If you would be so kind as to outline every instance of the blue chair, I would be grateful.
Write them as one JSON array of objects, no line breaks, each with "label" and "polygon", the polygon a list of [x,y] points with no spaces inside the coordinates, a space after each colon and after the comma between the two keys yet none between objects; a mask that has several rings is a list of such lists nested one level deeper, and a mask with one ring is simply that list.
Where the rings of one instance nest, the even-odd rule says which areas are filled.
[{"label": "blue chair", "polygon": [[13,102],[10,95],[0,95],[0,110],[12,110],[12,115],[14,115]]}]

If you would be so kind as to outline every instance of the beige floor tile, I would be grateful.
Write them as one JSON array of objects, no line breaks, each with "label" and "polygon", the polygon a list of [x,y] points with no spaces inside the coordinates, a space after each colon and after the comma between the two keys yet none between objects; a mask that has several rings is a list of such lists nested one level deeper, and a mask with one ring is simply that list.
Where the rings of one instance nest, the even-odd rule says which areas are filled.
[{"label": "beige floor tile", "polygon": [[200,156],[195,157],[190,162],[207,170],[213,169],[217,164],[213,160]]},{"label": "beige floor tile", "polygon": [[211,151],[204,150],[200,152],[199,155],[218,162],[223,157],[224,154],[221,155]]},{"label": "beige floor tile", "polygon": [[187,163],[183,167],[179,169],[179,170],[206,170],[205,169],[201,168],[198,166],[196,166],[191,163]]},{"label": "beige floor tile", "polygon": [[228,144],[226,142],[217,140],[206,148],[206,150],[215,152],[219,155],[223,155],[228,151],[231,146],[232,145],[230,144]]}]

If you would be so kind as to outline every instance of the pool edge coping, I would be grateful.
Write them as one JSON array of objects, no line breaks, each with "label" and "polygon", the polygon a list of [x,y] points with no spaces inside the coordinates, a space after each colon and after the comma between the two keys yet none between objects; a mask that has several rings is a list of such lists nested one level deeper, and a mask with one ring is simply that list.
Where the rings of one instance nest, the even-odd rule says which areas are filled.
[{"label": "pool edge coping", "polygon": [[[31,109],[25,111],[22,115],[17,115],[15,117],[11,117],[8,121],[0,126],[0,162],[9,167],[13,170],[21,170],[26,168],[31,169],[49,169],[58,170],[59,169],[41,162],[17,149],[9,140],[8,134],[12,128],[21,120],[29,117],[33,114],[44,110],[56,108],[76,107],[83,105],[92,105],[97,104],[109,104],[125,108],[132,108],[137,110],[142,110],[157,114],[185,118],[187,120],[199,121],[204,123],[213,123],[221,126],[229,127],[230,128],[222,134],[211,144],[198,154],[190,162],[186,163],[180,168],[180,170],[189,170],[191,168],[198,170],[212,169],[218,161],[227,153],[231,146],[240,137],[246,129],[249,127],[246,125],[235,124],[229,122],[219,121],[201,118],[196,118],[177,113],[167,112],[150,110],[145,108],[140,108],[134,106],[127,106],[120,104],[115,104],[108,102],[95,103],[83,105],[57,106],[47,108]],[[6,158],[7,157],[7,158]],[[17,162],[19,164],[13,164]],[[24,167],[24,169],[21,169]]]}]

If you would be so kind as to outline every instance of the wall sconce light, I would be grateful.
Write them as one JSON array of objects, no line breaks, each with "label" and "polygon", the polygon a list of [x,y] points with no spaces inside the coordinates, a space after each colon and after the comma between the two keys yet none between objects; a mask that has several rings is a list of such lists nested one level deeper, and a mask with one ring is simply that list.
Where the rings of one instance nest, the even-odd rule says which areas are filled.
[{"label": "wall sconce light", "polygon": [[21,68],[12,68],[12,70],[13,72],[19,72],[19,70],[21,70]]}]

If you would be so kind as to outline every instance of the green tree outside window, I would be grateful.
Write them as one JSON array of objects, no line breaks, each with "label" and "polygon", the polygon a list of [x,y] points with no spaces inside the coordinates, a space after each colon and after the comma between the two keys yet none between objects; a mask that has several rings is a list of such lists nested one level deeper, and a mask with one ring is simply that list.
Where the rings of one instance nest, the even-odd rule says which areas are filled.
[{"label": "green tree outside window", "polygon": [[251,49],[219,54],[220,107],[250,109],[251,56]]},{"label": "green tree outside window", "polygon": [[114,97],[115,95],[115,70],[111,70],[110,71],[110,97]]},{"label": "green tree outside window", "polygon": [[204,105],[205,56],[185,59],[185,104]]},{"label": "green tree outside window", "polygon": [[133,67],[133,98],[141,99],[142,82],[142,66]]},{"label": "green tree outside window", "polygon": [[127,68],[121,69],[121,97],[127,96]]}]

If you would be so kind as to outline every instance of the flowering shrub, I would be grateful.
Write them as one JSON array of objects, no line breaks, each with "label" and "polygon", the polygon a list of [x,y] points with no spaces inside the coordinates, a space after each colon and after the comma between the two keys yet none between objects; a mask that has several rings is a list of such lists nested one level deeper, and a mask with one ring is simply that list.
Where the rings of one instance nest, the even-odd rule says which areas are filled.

*Goal:* Write out every record verbatim.

*Task solution:*
If you would be so kind as to outline every instance of the blue chair, I would be grateful.
Write them as one JSON array of objects, no line breaks, each with "label" and "polygon", the polygon a list of [x,y] points with no spaces inside the coordinates, a space after each colon and after the comma between the two keys yet none between objects; a mask that has several rings is a list of such lists nested one level deeper, and a mask with one ring is simply that list.
Where the rings of one instance nest, the even-odd rule says which areas are filled.
[{"label": "blue chair", "polygon": [[13,102],[10,95],[0,95],[0,110],[12,110],[12,115],[14,115]]}]

If you would be so kind as to outline every instance of the beige floor tile, I would be grateful.
Write them as one JSON array of objects, no line breaks, each with "label" and "polygon", the polygon a list of [x,y] points with no spaces inside the coordinates, a space after each colon and after the comma between the two keys yet none between objects; a mask that has several rings is a list of such lists nested one level deeper, and a mask with one ring is simply that list.
Where the rings of one instance nest, the even-odd rule says which areas are filled.
[{"label": "beige floor tile", "polygon": [[200,156],[195,157],[190,162],[207,170],[213,169],[217,164],[213,160]]},{"label": "beige floor tile", "polygon": [[211,151],[204,150],[200,152],[199,155],[218,162],[223,157],[224,154],[221,155]]},{"label": "beige floor tile", "polygon": [[187,163],[183,167],[179,169],[179,170],[206,170],[205,169],[201,168],[198,166],[196,166],[191,163]]},{"label": "beige floor tile", "polygon": [[228,144],[226,142],[217,140],[206,148],[206,150],[215,152],[219,155],[223,155],[228,151],[231,146],[232,145],[230,144]]}]

If you would be so kind as to outline every instance of the pool edge coping, I would be grateful.
Write them as one JSON array of objects, no line breaks, each with "label" and "polygon", the polygon a list of [x,y] points with no spaces inside the coordinates, a space after each colon and after the comma between the two keys yet none between objects; a mask that has several rings is a list of such lists nested one level deeper, and a mask with one ring is simply that list.
Where the rings of one instance nest, the even-odd rule says which areas are filled.
[{"label": "pool edge coping", "polygon": [[[31,109],[25,111],[22,115],[17,115],[15,117],[11,117],[8,121],[0,126],[0,162],[9,167],[13,170],[21,170],[26,168],[31,169],[49,169],[58,170],[59,169],[41,162],[17,149],[9,140],[8,134],[12,128],[21,120],[29,117],[33,114],[44,110],[56,108],[76,107],[83,105],[92,105],[97,104],[109,104],[125,108],[132,108],[137,110],[142,110],[157,114],[185,118],[187,120],[199,121],[204,123],[213,123],[221,126],[229,127],[230,128],[222,134],[211,144],[198,154],[190,162],[186,163],[180,168],[180,170],[189,170],[191,168],[198,170],[212,169],[218,161],[227,153],[231,146],[240,137],[246,129],[249,127],[246,125],[235,124],[229,122],[219,121],[201,118],[196,118],[177,113],[167,112],[150,110],[145,108],[140,108],[134,106],[127,106],[120,104],[115,104],[108,102],[95,103],[83,105],[57,106],[47,108]],[[6,158],[7,157],[7,158]],[[17,162],[19,164],[13,164]],[[24,167],[24,169],[21,169]]]}]

If you would be so kind as to outline every instance of the wall sconce light, I would be grateful.
Write them as one JSON array of objects, no line breaks, each with "label" and "polygon", the polygon a list of [x,y] points with no spaces inside the coordinates, a space after each colon and after the comma between the two keys yet none between objects; a mask that has several rings is a list of such lists nested one level deeper, and a mask with one ring is simply that list.
Where the rings of one instance nest, the even-odd rule says which areas are filled.
[{"label": "wall sconce light", "polygon": [[21,68],[12,68],[12,70],[13,72],[19,72],[19,70],[21,70]]}]

If you would be so kind as to outline every instance of the green tree outside window, I would be grateful.
Write them as one JSON array of objects, no line breaks, each with "label" and "polygon", the polygon a list of [x,y] points with no spaces inside the coordinates, a space after each colon and after the comma between the two keys yet none between objects; a mask that has several rings is a list of such lists nested one level deeper, and a mask with one ring is simply that list.
Where the rings of one instance nest, the even-odd rule says which areas are filled.
[{"label": "green tree outside window", "polygon": [[251,49],[219,54],[220,107],[250,109],[251,56]]},{"label": "green tree outside window", "polygon": [[114,97],[115,95],[115,70],[111,70],[110,71],[110,97]]},{"label": "green tree outside window", "polygon": [[204,105],[205,56],[185,59],[185,104]]},{"label": "green tree outside window", "polygon": [[133,67],[133,98],[141,99],[142,82],[142,66]]},{"label": "green tree outside window", "polygon": [[127,68],[121,69],[121,97],[127,96]]}]

If you would be so kind as to outline every instance of the flowering shrub, I would be grateful.
Write them as one JSON array of objects, no line breaks, each with "label" and "polygon", the polygon a list of [x,y] points with no spaces inside the coordinates, a space after each colon and after the comma between the two keys yet none between objects; a mask that has several rings is a list of such lists nested one level deeper, and a mask with one ring is simply that list.
Where the rings of one instance nest, the even-odd rule says which areas are filled.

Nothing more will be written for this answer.